→ **GIVEN TASK**:
Could you write out the records again, beginning at the line that has "Objective — for every instance of the tree" and stopping after the line that has "[[132, 265], [228, 272], [71, 267], [19, 268], [305, 261]]", with "bush" changed to "shrub" and everything else kept the same? Omit the pictures.

→ **SUPPLIED MATERIAL**:
* * * * * * *

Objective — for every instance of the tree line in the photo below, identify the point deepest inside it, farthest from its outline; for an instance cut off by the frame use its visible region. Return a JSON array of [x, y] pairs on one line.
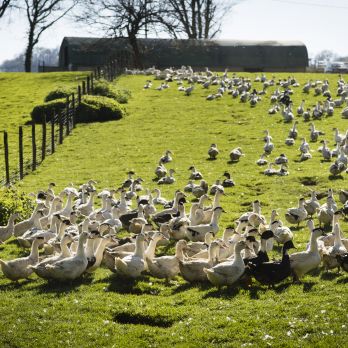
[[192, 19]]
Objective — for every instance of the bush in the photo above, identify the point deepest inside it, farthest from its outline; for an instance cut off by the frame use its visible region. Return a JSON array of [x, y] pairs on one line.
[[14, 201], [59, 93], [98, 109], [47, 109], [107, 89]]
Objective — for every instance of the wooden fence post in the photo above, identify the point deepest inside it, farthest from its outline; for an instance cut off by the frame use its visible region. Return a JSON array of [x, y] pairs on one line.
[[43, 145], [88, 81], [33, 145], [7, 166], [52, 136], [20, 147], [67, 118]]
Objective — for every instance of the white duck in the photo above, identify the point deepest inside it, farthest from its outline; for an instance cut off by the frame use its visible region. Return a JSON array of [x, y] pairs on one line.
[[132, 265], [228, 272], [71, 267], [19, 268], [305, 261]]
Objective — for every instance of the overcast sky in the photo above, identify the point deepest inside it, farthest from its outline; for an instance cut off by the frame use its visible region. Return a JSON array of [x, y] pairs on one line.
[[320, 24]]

* * * * * * *

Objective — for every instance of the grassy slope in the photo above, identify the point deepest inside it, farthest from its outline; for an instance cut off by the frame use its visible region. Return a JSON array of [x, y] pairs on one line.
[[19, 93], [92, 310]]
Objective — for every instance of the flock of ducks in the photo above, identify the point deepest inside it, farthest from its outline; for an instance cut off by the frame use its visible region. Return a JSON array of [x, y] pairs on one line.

* * * * * * *

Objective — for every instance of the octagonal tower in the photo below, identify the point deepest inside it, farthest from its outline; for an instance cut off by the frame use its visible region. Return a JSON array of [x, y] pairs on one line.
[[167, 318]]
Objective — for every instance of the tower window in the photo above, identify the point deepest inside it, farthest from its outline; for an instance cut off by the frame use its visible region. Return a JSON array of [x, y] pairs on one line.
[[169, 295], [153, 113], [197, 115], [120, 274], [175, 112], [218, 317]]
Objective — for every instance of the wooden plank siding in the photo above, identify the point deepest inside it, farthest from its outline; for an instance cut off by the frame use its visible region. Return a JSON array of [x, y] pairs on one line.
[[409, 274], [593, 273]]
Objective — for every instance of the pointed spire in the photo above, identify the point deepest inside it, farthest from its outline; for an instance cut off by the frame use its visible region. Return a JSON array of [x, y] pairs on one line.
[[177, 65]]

* * * * * * *

→ **OUTPUT OF THE TASK**:
Objective — for every instance of the tree line in the photo below, identify the point deepest inside it, farthest from its outline; for an instance cut off by the frame use its visible region. Return a JSON array of [x, y] pairs on one line.
[[192, 19]]
Objective — for every instance of the shrub in the photo above, identify the point deepest inside it, farthest from its outline; for an instance cut off by the frame use its visible region. Return a JSON array of [x, y] pairs on one line.
[[14, 201], [59, 93], [98, 109], [47, 109], [107, 89]]
Objective — for every instance of the wooden fence post in the photo above, identify the point deepest inside it, farthest from its outline; for an instance cut off by the frame use its visible region. Return a JSON array of [x, y] pairs on one line.
[[43, 145], [88, 81], [33, 145], [7, 166], [52, 136], [20, 147], [67, 118]]
Objective — for every instance of the white duck in the photo above, identify the point deepest inside it, farthest from its outline; for an instance cut off by the frame use its visible region. Return a JSON array of [x, y] pairs on one line.
[[132, 265], [228, 272], [71, 267], [19, 268], [305, 261]]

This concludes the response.